→ **Given problem**:
Starting from the line containing "Target: brown plowed field", write out the rest of the entries exactly, through the final line, including nothing else.
··· Dataset excerpts
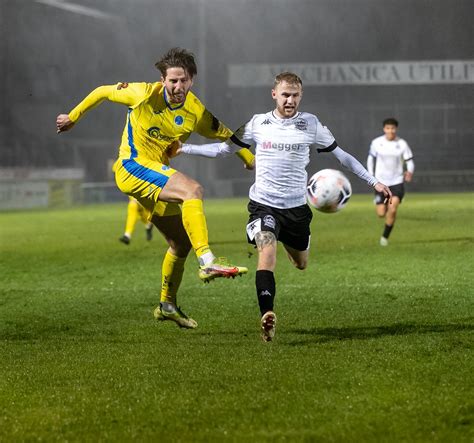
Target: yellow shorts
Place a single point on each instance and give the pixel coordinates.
(143, 180)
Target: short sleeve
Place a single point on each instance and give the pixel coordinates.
(210, 127)
(324, 138)
(245, 132)
(130, 94)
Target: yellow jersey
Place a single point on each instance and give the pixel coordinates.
(152, 122)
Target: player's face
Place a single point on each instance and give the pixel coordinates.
(287, 97)
(390, 132)
(177, 84)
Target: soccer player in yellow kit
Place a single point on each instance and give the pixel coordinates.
(159, 115)
(135, 211)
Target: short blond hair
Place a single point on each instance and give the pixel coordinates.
(288, 77)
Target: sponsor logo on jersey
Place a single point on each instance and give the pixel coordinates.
(155, 133)
(301, 124)
(253, 228)
(282, 146)
(269, 221)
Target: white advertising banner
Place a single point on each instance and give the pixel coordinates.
(356, 74)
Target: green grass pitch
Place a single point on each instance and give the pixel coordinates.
(373, 344)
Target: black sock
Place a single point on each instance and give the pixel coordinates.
(387, 230)
(265, 284)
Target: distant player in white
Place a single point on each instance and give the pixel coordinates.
(277, 207)
(393, 161)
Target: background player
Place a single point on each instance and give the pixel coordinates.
(135, 211)
(159, 114)
(388, 157)
(277, 207)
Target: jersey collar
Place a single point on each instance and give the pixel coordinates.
(285, 120)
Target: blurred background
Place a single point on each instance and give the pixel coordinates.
(361, 61)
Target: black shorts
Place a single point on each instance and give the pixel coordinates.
(397, 191)
(290, 226)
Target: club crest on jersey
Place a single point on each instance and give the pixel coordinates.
(301, 124)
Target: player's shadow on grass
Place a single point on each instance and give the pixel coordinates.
(324, 335)
(441, 240)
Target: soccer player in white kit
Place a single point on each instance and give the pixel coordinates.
(391, 161)
(277, 207)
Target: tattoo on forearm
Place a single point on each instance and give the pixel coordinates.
(264, 238)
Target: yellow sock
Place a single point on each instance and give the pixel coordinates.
(195, 225)
(171, 275)
(132, 217)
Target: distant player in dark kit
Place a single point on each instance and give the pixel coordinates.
(391, 161)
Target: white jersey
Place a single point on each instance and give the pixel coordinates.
(282, 154)
(390, 157)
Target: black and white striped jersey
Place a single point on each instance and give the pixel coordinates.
(389, 157)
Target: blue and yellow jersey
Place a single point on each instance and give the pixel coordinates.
(152, 122)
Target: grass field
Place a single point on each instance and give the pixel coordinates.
(373, 344)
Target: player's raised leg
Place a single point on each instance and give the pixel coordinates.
(132, 217)
(181, 188)
(145, 216)
(172, 270)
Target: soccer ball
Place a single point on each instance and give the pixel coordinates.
(328, 190)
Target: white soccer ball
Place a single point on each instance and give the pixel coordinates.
(328, 190)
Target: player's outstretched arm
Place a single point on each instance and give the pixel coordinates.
(380, 187)
(63, 123)
(120, 93)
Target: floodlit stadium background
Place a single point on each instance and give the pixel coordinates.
(361, 61)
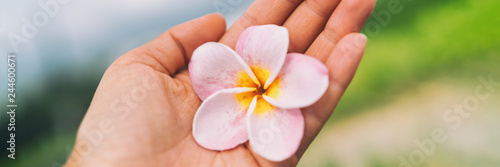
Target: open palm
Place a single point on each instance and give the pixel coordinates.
(143, 109)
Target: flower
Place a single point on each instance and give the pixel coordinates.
(254, 93)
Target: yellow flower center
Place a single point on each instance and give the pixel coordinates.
(246, 98)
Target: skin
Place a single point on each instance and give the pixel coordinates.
(142, 111)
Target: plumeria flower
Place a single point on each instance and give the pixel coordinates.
(254, 93)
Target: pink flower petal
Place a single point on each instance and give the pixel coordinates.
(220, 122)
(275, 135)
(264, 46)
(214, 67)
(302, 81)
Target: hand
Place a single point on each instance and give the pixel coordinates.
(143, 109)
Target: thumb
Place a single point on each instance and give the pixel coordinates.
(174, 48)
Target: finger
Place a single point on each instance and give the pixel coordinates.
(173, 49)
(342, 64)
(259, 13)
(348, 17)
(307, 21)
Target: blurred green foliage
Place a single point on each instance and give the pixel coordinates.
(429, 38)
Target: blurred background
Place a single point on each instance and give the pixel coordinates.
(423, 95)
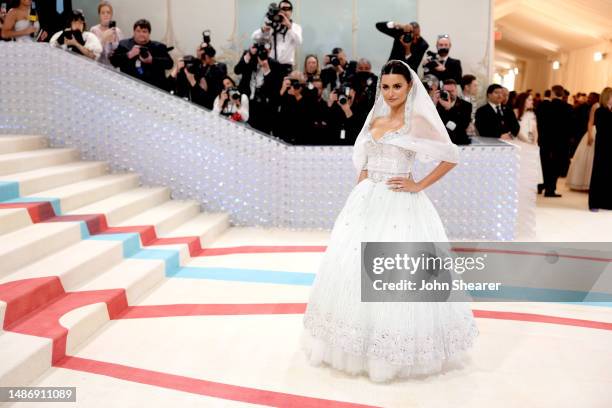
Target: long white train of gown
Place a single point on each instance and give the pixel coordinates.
(387, 339)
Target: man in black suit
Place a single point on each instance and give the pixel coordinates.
(493, 120)
(455, 113)
(142, 58)
(261, 80)
(555, 125)
(440, 64)
(408, 45)
(54, 16)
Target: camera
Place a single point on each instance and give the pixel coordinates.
(69, 35)
(333, 59)
(234, 94)
(343, 92)
(262, 50)
(295, 84)
(273, 18)
(144, 52)
(192, 64)
(206, 36)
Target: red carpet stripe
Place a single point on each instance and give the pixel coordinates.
(201, 387)
(141, 312)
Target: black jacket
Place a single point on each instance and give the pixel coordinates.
(461, 115)
(489, 124)
(155, 73)
(555, 125)
(453, 71)
(50, 20)
(272, 82)
(398, 52)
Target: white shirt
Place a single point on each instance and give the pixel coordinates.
(91, 42)
(232, 108)
(286, 45)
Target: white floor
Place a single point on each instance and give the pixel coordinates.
(514, 363)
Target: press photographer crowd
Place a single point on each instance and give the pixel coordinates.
(325, 101)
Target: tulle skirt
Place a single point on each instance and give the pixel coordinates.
(579, 173)
(386, 340)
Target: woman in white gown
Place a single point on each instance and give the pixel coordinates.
(579, 173)
(387, 340)
(17, 25)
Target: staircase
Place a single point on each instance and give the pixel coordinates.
(77, 247)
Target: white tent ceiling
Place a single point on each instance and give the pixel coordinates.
(539, 28)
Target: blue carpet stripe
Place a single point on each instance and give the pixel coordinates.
(9, 190)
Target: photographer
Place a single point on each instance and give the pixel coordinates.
(455, 113)
(469, 91)
(142, 58)
(408, 45)
(337, 69)
(261, 79)
(231, 103)
(342, 120)
(282, 33)
(440, 64)
(107, 32)
(316, 113)
(76, 39)
(290, 123)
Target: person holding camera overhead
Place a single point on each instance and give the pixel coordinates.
(337, 69)
(231, 103)
(343, 123)
(290, 123)
(456, 114)
(440, 64)
(261, 78)
(76, 39)
(408, 45)
(282, 33)
(107, 32)
(142, 58)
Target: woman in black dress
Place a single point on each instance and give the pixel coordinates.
(600, 192)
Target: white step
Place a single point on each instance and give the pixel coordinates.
(136, 276)
(32, 243)
(74, 265)
(86, 192)
(46, 178)
(124, 205)
(35, 159)
(21, 143)
(23, 358)
(167, 216)
(207, 226)
(11, 219)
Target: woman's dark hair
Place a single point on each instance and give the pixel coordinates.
(143, 24)
(491, 88)
(397, 67)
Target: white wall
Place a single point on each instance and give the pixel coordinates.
(468, 23)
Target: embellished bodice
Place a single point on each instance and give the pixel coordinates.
(385, 160)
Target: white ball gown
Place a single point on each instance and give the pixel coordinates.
(581, 167)
(386, 340)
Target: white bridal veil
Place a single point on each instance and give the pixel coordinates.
(423, 131)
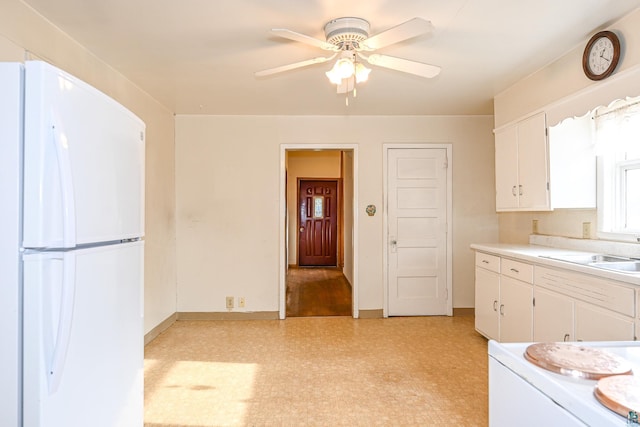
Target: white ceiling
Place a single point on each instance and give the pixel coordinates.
(199, 56)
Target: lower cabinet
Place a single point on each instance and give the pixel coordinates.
(516, 315)
(486, 303)
(597, 324)
(504, 299)
(521, 302)
(570, 306)
(553, 316)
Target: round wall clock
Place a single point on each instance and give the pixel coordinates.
(601, 55)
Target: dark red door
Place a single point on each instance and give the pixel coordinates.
(318, 219)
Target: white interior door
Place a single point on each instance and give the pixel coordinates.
(417, 220)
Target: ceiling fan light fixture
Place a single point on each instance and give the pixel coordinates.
(362, 73)
(342, 69)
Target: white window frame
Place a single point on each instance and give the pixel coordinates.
(611, 200)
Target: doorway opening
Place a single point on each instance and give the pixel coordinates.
(325, 285)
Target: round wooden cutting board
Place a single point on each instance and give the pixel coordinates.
(620, 393)
(576, 361)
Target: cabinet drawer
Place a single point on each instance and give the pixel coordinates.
(517, 270)
(592, 289)
(488, 262)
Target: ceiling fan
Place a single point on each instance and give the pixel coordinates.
(348, 38)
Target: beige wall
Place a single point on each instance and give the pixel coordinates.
(25, 34)
(559, 80)
(227, 184)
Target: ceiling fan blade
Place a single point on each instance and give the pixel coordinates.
(283, 68)
(412, 28)
(292, 35)
(412, 67)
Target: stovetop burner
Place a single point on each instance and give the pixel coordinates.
(577, 361)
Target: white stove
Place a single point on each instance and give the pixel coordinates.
(523, 394)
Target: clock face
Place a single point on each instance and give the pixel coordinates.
(601, 56)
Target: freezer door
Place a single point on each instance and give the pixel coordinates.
(83, 163)
(83, 337)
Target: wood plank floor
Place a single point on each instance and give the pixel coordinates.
(318, 291)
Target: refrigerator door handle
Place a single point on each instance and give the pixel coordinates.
(66, 186)
(63, 335)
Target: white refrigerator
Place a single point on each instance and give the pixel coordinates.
(71, 253)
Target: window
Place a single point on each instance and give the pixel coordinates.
(617, 142)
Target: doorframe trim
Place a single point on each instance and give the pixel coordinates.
(282, 226)
(385, 220)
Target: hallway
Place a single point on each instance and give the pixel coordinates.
(317, 291)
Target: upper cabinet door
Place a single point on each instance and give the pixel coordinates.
(507, 168)
(522, 166)
(83, 163)
(533, 164)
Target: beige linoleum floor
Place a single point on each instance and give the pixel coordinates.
(318, 371)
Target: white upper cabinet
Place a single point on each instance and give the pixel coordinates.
(522, 166)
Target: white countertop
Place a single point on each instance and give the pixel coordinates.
(573, 394)
(535, 254)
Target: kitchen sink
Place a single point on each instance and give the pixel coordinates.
(608, 262)
(624, 266)
(589, 258)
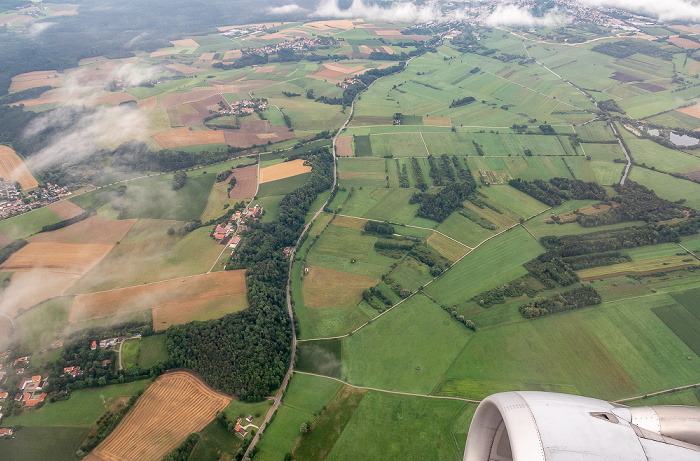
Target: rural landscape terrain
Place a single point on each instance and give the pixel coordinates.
(311, 232)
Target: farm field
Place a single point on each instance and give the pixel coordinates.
(172, 302)
(175, 405)
(147, 254)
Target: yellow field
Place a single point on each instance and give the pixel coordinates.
(172, 302)
(665, 263)
(174, 406)
(283, 170)
(13, 169)
(327, 287)
(447, 247)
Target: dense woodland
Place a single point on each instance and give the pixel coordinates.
(247, 353)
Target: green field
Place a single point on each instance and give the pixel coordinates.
(282, 186)
(82, 409)
(55, 443)
(152, 351)
(407, 349)
(420, 429)
(495, 262)
(28, 224)
(147, 254)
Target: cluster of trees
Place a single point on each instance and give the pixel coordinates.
(635, 203)
(67, 222)
(624, 48)
(558, 190)
(379, 227)
(561, 302)
(498, 295)
(184, 450)
(462, 101)
(179, 180)
(247, 353)
(105, 425)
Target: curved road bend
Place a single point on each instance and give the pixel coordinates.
(290, 311)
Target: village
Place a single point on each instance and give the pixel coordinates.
(12, 203)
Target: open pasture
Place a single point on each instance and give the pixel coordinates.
(283, 170)
(147, 254)
(172, 301)
(94, 230)
(408, 349)
(13, 169)
(174, 406)
(495, 262)
(323, 287)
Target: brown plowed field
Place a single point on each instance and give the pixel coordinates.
(343, 147)
(30, 287)
(324, 287)
(180, 137)
(65, 209)
(36, 79)
(94, 230)
(174, 406)
(172, 302)
(67, 258)
(349, 221)
(283, 170)
(12, 168)
(246, 182)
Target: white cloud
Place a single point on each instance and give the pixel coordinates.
(513, 15)
(285, 9)
(402, 12)
(667, 10)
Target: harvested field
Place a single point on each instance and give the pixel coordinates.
(283, 170)
(174, 406)
(625, 78)
(22, 294)
(186, 42)
(181, 137)
(65, 209)
(693, 110)
(95, 230)
(36, 79)
(649, 266)
(684, 43)
(650, 86)
(184, 69)
(172, 302)
(233, 54)
(437, 121)
(348, 221)
(177, 99)
(327, 287)
(246, 182)
(12, 168)
(67, 258)
(343, 147)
······
→ **Written solution**:
Target: brown plowed field
Place a single point on each instance and give the pixel coordinates.
(343, 147)
(30, 287)
(324, 287)
(180, 137)
(65, 209)
(36, 79)
(94, 230)
(174, 406)
(172, 302)
(67, 258)
(349, 221)
(283, 170)
(12, 168)
(246, 182)
Target: white cloud
Place a single point on each instance and give the pixel coordinates.
(513, 15)
(285, 9)
(402, 12)
(667, 10)
Target: harvested field
Place a single point on each instance and give the pixel coordinates.
(283, 170)
(174, 406)
(625, 78)
(22, 294)
(186, 42)
(181, 137)
(65, 209)
(693, 110)
(95, 230)
(36, 79)
(649, 266)
(684, 43)
(650, 86)
(184, 69)
(172, 302)
(233, 54)
(437, 121)
(348, 221)
(177, 99)
(327, 287)
(246, 182)
(12, 168)
(67, 258)
(343, 147)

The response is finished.